◆ **ASSIGNED TASK**: From the entries below, transcribe exactly the lines between the line holding "Target: driver visible through windshield" and the line holding "Target: car headlight", inclusive; skip all other lines.

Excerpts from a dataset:
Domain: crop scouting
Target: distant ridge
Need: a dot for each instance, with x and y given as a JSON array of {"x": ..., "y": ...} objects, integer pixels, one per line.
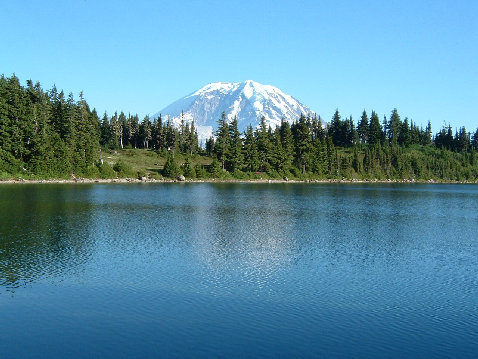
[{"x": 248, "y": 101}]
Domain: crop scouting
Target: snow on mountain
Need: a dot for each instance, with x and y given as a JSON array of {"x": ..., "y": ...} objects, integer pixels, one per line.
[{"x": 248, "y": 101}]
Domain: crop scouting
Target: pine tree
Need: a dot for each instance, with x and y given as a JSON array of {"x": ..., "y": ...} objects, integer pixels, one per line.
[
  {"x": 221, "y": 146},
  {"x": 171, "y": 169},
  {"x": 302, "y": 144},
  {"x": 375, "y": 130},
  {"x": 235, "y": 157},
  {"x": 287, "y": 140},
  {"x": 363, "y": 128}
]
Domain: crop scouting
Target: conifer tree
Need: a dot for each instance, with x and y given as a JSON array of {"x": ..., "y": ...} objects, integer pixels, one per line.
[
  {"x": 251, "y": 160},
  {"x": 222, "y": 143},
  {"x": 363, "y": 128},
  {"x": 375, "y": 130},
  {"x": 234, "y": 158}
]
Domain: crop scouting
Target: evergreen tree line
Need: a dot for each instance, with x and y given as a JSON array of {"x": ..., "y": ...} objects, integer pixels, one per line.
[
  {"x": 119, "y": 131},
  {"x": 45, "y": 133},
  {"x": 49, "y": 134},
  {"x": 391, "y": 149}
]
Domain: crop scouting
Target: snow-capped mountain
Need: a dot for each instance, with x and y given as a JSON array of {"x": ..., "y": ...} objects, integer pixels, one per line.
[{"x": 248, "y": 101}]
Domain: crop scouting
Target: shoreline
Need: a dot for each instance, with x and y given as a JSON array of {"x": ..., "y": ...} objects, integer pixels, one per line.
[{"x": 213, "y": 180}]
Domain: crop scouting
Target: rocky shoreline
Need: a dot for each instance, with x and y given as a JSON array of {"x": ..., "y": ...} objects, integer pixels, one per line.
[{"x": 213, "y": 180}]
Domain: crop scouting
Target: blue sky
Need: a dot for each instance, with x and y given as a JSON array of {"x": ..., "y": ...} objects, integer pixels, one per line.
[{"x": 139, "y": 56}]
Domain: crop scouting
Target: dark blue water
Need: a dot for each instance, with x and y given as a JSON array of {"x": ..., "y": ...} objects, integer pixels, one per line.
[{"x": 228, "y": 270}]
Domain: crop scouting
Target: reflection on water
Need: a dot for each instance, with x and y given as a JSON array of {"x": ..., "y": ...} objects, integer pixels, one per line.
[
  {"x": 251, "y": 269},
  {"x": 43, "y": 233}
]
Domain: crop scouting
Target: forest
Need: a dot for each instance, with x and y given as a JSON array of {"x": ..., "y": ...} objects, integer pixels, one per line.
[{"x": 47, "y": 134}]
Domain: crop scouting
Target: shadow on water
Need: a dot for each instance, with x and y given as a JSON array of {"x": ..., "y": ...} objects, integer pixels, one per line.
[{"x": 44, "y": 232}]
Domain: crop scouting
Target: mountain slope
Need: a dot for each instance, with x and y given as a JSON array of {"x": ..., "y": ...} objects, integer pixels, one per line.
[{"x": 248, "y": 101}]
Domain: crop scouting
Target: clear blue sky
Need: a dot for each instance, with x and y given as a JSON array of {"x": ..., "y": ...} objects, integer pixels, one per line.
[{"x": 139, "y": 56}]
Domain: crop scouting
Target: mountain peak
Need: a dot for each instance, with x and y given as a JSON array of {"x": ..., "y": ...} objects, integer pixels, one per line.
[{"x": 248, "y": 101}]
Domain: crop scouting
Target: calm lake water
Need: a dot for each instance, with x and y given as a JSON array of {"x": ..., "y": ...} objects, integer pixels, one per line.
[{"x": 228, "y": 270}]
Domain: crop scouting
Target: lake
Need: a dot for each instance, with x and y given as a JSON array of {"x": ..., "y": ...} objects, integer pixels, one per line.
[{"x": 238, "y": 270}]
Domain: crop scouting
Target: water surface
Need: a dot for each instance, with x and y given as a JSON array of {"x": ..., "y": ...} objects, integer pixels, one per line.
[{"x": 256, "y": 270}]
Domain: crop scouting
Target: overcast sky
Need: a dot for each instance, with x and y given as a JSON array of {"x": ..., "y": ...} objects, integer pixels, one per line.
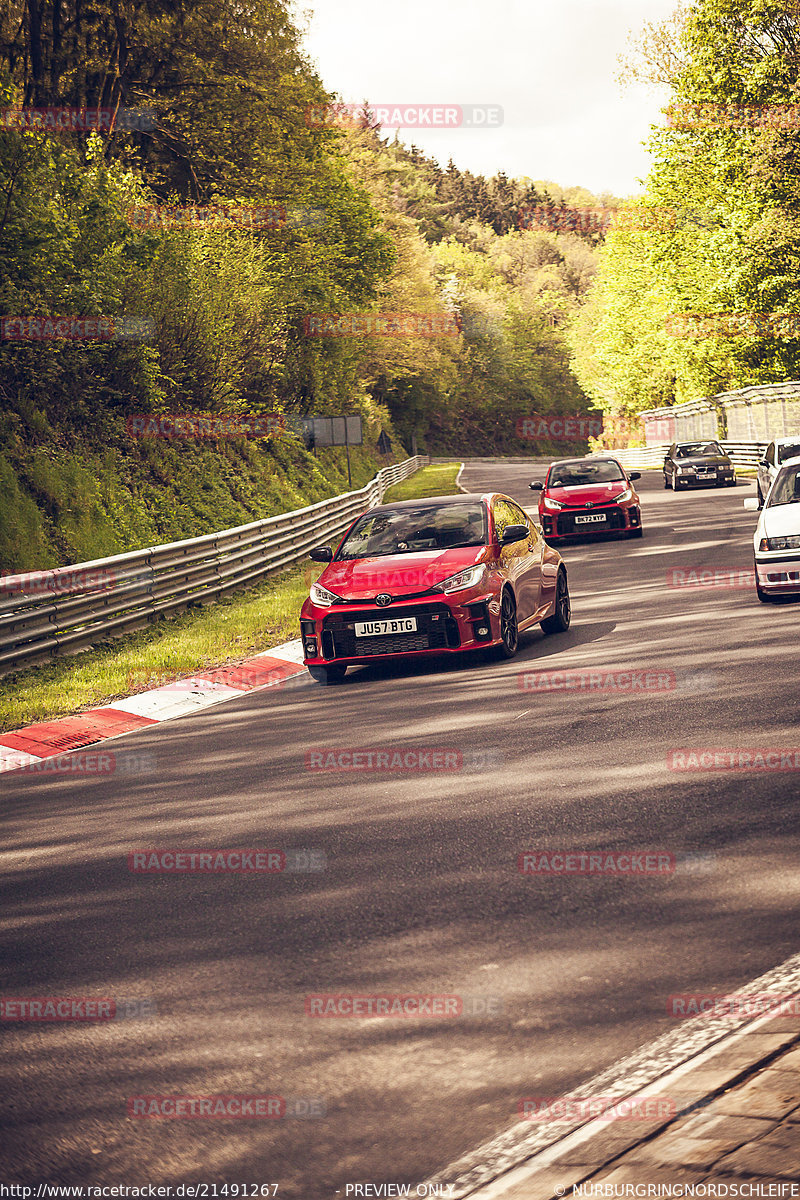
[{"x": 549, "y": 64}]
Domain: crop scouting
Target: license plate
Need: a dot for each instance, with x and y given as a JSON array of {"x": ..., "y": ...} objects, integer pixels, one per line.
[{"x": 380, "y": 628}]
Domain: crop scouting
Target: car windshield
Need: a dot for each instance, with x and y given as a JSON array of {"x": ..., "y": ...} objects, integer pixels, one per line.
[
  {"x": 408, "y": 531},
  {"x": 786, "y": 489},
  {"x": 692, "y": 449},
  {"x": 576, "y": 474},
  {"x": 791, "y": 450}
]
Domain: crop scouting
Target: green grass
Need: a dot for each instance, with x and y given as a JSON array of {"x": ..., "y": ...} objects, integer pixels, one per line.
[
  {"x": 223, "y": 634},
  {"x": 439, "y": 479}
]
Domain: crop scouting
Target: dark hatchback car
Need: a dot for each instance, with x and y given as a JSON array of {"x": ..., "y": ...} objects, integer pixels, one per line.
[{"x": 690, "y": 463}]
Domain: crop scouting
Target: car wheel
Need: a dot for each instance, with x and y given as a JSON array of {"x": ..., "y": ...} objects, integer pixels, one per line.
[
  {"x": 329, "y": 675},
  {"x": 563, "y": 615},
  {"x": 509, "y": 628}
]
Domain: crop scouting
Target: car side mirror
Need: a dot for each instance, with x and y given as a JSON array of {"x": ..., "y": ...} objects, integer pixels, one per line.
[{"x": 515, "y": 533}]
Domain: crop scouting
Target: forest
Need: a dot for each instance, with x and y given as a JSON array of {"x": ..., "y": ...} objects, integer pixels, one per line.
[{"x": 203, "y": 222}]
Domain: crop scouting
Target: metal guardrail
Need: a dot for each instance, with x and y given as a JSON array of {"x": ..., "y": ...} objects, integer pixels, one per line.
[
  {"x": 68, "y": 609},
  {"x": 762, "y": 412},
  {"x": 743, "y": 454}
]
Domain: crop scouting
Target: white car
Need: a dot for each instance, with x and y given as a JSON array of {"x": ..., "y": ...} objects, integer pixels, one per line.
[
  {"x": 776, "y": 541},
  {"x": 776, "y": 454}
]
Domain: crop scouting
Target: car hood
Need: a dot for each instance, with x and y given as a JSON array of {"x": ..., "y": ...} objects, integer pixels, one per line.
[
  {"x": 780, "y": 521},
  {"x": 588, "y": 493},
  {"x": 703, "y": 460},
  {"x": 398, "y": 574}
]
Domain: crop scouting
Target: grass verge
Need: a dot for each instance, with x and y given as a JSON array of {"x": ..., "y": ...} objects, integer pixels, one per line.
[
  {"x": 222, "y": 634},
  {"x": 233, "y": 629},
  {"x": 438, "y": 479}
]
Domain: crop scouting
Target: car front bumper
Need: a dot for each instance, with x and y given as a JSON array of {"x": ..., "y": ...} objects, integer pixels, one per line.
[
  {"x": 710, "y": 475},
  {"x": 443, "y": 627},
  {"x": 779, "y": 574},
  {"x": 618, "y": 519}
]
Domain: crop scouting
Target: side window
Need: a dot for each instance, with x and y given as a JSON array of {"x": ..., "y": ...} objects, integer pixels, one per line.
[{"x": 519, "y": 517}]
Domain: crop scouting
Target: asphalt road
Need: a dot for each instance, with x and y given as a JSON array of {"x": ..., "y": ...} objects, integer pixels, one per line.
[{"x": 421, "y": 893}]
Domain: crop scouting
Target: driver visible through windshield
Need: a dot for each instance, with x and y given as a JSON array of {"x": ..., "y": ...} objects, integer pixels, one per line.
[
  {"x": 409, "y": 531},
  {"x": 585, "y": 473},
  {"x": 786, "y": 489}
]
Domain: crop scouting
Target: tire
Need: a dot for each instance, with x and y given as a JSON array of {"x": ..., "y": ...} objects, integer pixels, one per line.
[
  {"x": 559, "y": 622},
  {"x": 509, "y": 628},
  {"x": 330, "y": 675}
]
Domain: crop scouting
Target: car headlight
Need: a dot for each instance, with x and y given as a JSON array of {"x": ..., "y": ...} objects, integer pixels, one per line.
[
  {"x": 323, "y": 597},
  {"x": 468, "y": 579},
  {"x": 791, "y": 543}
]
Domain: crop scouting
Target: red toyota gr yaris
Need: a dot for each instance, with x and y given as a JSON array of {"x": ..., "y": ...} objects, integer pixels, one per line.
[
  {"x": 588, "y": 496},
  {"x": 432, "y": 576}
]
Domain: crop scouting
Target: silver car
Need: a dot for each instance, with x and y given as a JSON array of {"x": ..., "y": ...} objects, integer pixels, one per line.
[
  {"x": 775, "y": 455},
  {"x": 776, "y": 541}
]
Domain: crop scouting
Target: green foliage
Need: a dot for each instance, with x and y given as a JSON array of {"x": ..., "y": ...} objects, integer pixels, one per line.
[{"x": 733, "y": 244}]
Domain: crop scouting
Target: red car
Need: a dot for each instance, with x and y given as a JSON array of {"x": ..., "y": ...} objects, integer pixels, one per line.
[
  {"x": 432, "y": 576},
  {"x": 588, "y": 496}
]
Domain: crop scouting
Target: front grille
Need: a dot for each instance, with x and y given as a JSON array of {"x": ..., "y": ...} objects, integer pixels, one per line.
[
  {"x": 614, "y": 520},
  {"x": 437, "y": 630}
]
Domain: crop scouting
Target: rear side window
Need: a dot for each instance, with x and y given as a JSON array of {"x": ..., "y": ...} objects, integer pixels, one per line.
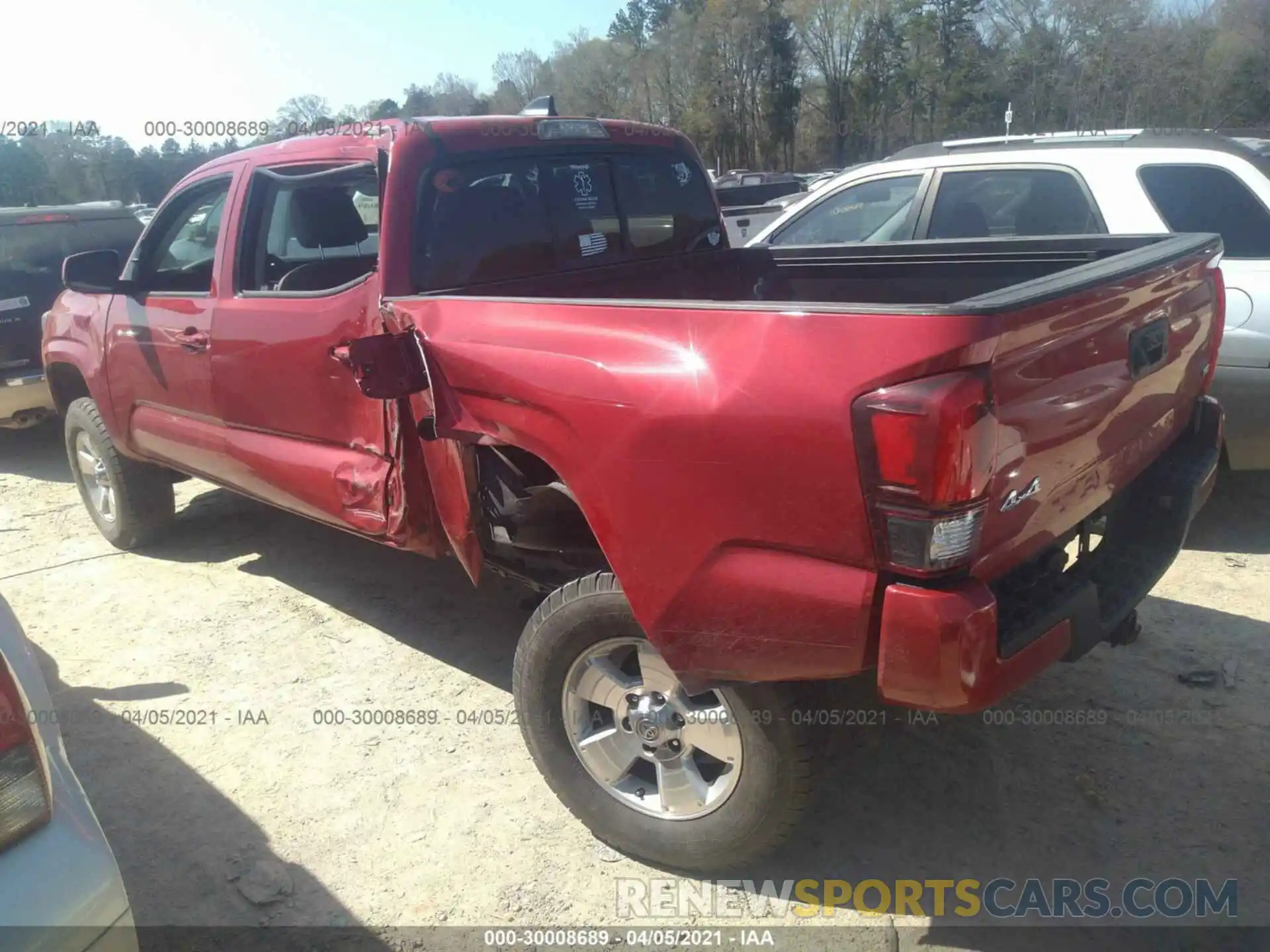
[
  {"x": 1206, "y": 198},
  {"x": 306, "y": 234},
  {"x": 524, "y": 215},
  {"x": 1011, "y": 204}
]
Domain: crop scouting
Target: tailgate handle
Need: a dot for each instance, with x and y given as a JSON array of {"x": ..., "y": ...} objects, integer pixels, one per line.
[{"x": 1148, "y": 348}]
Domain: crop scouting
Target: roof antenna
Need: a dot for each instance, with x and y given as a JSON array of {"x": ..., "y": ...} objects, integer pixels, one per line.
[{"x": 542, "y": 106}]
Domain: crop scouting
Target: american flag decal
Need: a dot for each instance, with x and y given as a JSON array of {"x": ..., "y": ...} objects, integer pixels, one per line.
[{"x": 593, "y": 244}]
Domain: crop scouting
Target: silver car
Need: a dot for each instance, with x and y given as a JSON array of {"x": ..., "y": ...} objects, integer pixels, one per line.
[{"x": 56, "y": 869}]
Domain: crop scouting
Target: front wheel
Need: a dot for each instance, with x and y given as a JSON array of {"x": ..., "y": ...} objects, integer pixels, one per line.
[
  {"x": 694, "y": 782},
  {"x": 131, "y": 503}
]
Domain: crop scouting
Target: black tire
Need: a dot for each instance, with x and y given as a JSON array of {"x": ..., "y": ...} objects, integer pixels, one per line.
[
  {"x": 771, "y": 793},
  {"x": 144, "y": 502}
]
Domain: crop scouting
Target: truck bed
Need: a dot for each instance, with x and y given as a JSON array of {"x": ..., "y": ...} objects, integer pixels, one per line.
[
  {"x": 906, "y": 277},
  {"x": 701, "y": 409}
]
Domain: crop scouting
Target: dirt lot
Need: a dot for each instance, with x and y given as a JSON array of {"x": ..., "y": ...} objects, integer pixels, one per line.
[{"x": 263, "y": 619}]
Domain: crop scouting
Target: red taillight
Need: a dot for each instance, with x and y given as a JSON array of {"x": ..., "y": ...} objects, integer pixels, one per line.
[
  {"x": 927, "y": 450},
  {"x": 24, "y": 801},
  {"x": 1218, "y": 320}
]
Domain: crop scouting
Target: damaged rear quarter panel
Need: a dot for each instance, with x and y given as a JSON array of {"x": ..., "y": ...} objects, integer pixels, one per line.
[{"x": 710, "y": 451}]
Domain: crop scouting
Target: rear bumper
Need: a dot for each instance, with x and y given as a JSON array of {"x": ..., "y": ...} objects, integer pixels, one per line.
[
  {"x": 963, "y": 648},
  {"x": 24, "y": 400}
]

◆ **RESPONSE TO THE TASK**:
Target: driver visible through windshield
Need: a dot for each instance, with x and y given as a JSON array of {"x": ..., "y": ...} objects, integer pixels, one per line.
[
  {"x": 409, "y": 531},
  {"x": 585, "y": 473},
  {"x": 786, "y": 489}
]
Domain: crop scouting
Target: tire
Need: a dot for each instance, with x and y given as a JSON array of {"x": ..., "y": ...} objects, integer pixels, one per line.
[
  {"x": 559, "y": 622},
  {"x": 509, "y": 628},
  {"x": 330, "y": 675}
]
Domain: crop scouting
Target: car headlight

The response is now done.